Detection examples
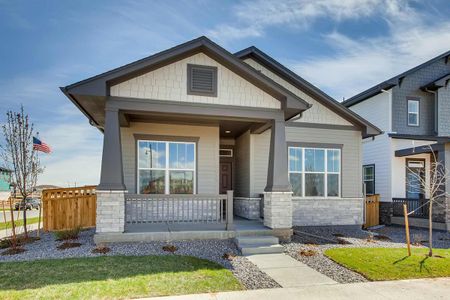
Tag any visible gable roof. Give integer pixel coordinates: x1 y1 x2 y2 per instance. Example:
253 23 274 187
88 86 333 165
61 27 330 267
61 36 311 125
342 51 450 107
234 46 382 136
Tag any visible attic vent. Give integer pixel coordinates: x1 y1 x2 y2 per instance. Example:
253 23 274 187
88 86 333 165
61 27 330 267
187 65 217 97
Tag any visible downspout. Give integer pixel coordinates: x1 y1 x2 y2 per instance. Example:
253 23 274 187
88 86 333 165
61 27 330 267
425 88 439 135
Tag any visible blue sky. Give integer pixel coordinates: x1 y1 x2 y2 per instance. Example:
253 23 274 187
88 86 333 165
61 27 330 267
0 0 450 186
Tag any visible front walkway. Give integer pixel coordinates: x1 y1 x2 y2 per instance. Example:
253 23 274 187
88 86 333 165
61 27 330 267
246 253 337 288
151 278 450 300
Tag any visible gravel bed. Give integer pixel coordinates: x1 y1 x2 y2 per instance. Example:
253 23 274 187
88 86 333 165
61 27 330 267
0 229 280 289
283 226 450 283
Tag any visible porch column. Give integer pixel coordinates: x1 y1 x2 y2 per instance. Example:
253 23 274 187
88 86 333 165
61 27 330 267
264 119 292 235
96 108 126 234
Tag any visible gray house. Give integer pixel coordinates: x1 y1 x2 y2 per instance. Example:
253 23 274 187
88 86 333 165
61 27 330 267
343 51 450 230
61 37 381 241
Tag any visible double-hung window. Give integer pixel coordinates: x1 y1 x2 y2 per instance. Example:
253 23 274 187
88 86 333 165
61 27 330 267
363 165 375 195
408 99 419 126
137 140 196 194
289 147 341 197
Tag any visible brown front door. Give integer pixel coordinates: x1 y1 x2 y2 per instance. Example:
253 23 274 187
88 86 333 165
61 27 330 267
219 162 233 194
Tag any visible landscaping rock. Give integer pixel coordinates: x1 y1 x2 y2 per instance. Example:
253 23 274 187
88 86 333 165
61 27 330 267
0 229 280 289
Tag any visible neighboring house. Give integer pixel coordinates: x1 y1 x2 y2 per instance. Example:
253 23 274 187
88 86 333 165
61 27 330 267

What the exercise asks:
Rewrite the lines from the one containing "Tag any visible gray" through the end of the material, both included. Lower every answer coordinate by 92, and leave the requests and their sample numbers as they are.

Exercise response:
Tag any visible gray house. Give integer pixel coordinates: x1 y1 x2 y2 per instance. Example:
253 23 274 187
88 86 333 165
61 27 330 267
251 -41 358 138
-31 -55 289 149
Tag any visible double-hung window. Give integer pixel coordinates: x1 y1 x2 y2 per instance. Example:
253 23 274 187
88 86 333 165
61 27 330 267
271 73 283 103
316 7 327 34
45 48 104 102
197 55 249 105
Tag any visible brown front door. Give integer pixel coordinates: x1 y1 x2 y2 per instance. Example:
253 23 274 187
88 86 333 165
61 27 330 267
127 70 141 102
Tag any visible landscaping rock. Give integer pixel coordinates: x1 y1 x2 y2 per instance. Example:
253 23 274 187
88 86 333 165
61 27 330 267
-92 137 188 197
Tag any visible neighboring house. Give integer pixel coordinates: x1 y1 x2 y2 per instance. Example:
253 23 274 187
88 86 333 165
61 27 330 267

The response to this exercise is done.